* What you need to do: Only the lines from the line with "Practice step: put one dot on the yellow" through the end of the records belong in your reply, copied exactly, with every picture left out.

* Records to process:

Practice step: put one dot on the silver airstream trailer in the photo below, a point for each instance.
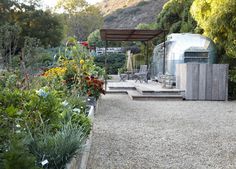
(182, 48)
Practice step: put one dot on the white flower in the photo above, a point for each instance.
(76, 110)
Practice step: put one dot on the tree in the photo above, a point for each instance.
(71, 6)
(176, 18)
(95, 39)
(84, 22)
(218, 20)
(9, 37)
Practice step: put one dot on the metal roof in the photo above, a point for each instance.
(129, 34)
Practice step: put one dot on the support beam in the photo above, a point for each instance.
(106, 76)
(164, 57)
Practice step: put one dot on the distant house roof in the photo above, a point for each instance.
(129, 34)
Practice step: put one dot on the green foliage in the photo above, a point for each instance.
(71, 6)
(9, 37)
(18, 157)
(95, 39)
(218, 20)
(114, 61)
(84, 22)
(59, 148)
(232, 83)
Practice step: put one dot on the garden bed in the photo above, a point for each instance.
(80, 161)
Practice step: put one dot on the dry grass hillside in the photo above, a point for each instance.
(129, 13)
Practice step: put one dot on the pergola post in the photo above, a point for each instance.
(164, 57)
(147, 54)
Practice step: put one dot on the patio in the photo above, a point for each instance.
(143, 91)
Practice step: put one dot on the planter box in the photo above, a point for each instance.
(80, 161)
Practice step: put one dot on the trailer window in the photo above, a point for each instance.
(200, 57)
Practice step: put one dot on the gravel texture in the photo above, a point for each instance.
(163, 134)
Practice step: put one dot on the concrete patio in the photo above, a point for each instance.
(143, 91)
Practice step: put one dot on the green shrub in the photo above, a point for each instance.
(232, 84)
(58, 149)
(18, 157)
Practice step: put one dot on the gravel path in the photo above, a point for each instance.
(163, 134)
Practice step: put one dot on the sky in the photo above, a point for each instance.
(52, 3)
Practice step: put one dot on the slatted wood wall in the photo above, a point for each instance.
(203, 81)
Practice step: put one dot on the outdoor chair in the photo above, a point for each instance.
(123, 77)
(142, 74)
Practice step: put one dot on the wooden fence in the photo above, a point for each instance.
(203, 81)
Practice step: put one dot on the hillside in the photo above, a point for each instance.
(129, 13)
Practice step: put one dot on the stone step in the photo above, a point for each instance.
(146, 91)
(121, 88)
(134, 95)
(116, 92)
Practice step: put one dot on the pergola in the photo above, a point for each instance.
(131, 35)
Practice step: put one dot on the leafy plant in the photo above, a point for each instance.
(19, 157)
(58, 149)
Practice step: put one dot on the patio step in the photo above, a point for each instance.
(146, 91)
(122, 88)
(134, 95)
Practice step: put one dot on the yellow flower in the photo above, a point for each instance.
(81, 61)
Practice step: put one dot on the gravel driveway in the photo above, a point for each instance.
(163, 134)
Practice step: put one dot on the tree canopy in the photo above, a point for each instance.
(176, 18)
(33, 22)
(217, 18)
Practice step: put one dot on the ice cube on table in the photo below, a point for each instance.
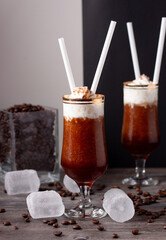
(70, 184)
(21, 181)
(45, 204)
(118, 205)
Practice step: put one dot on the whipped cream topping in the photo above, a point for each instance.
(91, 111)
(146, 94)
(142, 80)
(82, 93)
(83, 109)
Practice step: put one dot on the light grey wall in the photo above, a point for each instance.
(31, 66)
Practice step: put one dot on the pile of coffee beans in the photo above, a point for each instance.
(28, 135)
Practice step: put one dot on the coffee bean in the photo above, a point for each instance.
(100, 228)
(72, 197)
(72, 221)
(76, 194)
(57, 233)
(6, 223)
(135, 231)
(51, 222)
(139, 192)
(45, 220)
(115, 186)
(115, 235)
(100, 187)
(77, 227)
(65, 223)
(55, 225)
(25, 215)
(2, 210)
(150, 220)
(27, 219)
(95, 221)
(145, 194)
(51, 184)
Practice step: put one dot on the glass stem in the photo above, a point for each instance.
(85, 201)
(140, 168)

* Finished exercise:
Practice step: put one dot on the yellow flower in the photo above, a point for each instance.
(81, 61)
Practice step: put one dot on the gravel driveway in the photo above, a point for each instance.
(163, 134)
Practice step: put one dot on the tree canopy in the photo above, a point for each instance.
(176, 18)
(33, 22)
(217, 18)
Practice step: put one dot on the ice cube on table in the photo below, a point for each instance.
(70, 184)
(21, 181)
(45, 204)
(118, 205)
Practice step: put one dot on the whipped cream topping in the photo above, a point for each instance.
(91, 111)
(146, 94)
(142, 80)
(82, 93)
(83, 109)
Practice step: put one dot on the light grey wall in the photo above, a point for each instance.
(31, 66)
Practice step: put one dot on the pile of coffee beans in the photo above, a point for each instance.
(28, 135)
Practice step: put one dot on the coffee bean in the photo above, a point for each instance.
(100, 228)
(72, 197)
(72, 221)
(76, 194)
(57, 233)
(6, 223)
(135, 231)
(51, 222)
(139, 192)
(45, 220)
(115, 186)
(115, 235)
(100, 187)
(77, 227)
(65, 223)
(55, 225)
(25, 215)
(2, 210)
(150, 220)
(27, 219)
(95, 221)
(145, 194)
(51, 184)
Practice step: put one dot on the glass stem in the photo above, a point for each instance.
(85, 201)
(140, 168)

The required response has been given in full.